## Begin RECORDS SHOWN

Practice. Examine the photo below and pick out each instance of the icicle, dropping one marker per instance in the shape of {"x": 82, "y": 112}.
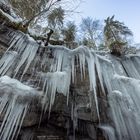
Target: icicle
{"x": 7, "y": 61}
{"x": 109, "y": 132}
{"x": 27, "y": 57}
{"x": 92, "y": 78}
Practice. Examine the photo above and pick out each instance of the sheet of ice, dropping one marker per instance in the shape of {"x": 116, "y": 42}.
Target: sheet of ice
{"x": 7, "y": 62}
{"x": 108, "y": 132}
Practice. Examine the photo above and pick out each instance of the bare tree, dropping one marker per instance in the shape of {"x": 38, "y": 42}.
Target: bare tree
{"x": 91, "y": 31}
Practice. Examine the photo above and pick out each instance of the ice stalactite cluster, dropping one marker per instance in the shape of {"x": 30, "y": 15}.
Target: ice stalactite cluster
{"x": 55, "y": 70}
{"x": 123, "y": 85}
{"x": 14, "y": 102}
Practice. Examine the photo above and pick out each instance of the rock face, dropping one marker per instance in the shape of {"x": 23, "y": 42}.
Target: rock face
{"x": 79, "y": 94}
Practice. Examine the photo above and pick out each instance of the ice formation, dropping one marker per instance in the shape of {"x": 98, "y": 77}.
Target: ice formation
{"x": 14, "y": 102}
{"x": 56, "y": 68}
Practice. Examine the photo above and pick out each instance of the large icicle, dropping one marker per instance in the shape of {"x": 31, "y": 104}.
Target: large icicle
{"x": 7, "y": 62}
{"x": 15, "y": 100}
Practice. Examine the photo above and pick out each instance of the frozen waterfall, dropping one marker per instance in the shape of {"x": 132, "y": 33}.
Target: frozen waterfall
{"x": 54, "y": 70}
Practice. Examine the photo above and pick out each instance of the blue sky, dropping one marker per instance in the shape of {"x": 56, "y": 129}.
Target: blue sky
{"x": 127, "y": 11}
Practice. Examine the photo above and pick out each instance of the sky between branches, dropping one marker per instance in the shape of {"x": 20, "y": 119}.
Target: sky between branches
{"x": 127, "y": 11}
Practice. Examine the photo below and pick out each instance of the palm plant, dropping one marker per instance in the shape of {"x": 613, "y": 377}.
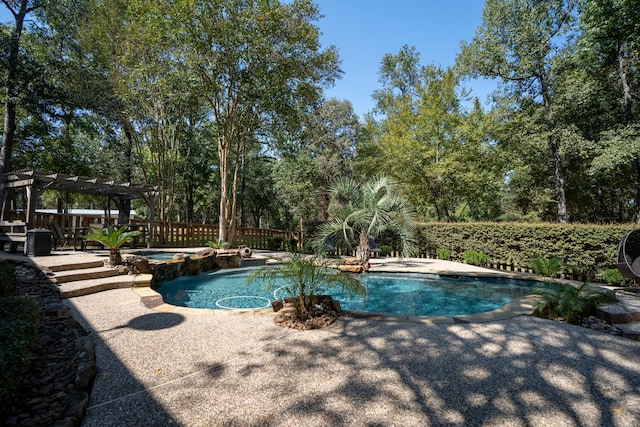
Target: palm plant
{"x": 302, "y": 277}
{"x": 368, "y": 209}
{"x": 113, "y": 238}
{"x": 570, "y": 302}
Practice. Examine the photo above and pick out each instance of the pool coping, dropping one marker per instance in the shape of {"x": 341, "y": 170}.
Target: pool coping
{"x": 517, "y": 307}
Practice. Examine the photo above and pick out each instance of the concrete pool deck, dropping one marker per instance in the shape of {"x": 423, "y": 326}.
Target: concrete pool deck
{"x": 169, "y": 368}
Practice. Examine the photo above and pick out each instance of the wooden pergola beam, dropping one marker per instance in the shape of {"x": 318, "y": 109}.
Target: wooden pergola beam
{"x": 36, "y": 182}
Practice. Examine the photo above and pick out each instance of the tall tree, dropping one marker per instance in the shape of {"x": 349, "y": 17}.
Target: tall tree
{"x": 330, "y": 136}
{"x": 260, "y": 64}
{"x": 19, "y": 9}
{"x": 610, "y": 41}
{"x": 424, "y": 139}
{"x": 368, "y": 209}
{"x": 517, "y": 42}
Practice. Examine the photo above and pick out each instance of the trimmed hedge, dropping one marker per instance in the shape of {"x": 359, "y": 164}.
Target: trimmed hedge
{"x": 18, "y": 334}
{"x": 589, "y": 247}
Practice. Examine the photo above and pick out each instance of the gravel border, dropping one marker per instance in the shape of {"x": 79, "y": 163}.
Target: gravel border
{"x": 157, "y": 368}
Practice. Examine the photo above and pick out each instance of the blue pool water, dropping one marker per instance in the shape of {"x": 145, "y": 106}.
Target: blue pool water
{"x": 158, "y": 255}
{"x": 390, "y": 293}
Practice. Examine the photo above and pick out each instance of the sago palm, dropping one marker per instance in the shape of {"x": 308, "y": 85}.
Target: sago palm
{"x": 303, "y": 277}
{"x": 572, "y": 303}
{"x": 367, "y": 209}
{"x": 113, "y": 238}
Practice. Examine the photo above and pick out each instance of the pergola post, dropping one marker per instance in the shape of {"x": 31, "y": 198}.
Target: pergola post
{"x": 149, "y": 199}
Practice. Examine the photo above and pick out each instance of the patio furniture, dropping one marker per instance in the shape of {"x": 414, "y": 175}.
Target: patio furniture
{"x": 60, "y": 239}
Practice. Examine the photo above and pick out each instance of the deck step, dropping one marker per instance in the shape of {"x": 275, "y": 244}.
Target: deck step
{"x": 84, "y": 274}
{"x": 86, "y": 287}
{"x": 76, "y": 266}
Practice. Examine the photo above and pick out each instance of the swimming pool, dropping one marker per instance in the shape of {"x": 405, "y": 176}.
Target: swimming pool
{"x": 412, "y": 294}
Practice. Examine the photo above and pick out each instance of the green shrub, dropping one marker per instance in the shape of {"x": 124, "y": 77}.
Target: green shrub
{"x": 475, "y": 258}
{"x": 612, "y": 277}
{"x": 274, "y": 243}
{"x": 385, "y": 250}
{"x": 546, "y": 267}
{"x": 307, "y": 247}
{"x": 291, "y": 245}
{"x": 444, "y": 254}
{"x": 572, "y": 303}
{"x": 218, "y": 244}
{"x": 18, "y": 333}
{"x": 6, "y": 279}
{"x": 595, "y": 247}
{"x": 579, "y": 272}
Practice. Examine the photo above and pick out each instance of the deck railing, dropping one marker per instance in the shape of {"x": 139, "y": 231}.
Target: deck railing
{"x": 168, "y": 234}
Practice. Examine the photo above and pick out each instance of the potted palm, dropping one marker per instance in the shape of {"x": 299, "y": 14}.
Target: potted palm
{"x": 302, "y": 277}
{"x": 364, "y": 210}
{"x": 113, "y": 238}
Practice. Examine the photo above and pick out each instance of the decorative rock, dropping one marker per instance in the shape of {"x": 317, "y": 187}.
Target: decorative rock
{"x": 206, "y": 252}
{"x": 85, "y": 374}
{"x": 140, "y": 264}
{"x": 351, "y": 268}
{"x": 63, "y": 352}
{"x": 277, "y": 305}
{"x": 245, "y": 252}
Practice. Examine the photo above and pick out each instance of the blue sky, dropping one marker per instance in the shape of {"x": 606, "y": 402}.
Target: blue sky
{"x": 365, "y": 30}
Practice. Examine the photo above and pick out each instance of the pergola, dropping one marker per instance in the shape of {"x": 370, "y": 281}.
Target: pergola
{"x": 34, "y": 183}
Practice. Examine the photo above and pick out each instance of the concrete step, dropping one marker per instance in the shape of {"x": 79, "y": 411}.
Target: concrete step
{"x": 75, "y": 266}
{"x": 86, "y": 287}
{"x": 627, "y": 310}
{"x": 84, "y": 274}
{"x": 629, "y": 330}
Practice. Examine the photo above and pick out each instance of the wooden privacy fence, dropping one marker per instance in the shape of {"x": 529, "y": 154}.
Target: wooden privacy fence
{"x": 166, "y": 234}
{"x": 174, "y": 234}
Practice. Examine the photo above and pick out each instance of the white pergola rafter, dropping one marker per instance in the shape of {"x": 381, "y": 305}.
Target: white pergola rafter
{"x": 35, "y": 183}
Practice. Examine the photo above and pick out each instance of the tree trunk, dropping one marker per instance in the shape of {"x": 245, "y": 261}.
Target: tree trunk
{"x": 115, "y": 258}
{"x": 563, "y": 214}
{"x": 623, "y": 70}
{"x": 11, "y": 89}
{"x": 223, "y": 154}
{"x": 363, "y": 249}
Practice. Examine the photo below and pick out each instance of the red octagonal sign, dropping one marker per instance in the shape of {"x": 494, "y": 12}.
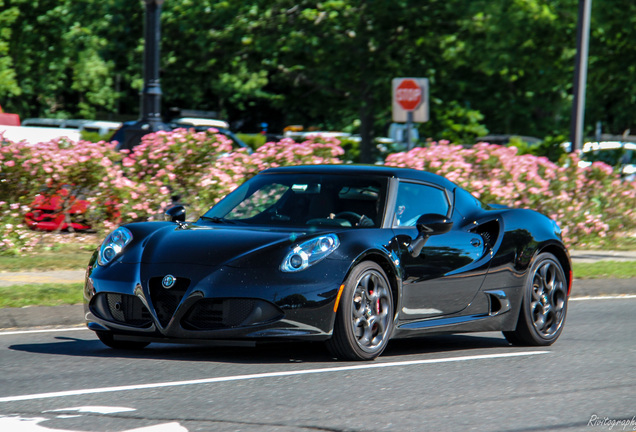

## End RECORDS SHOWN

- _WHAT YOU WILL DO_
State how many lines in the items above contain the string "post", giving only the number.

- _EXPECTED ANSWER_
2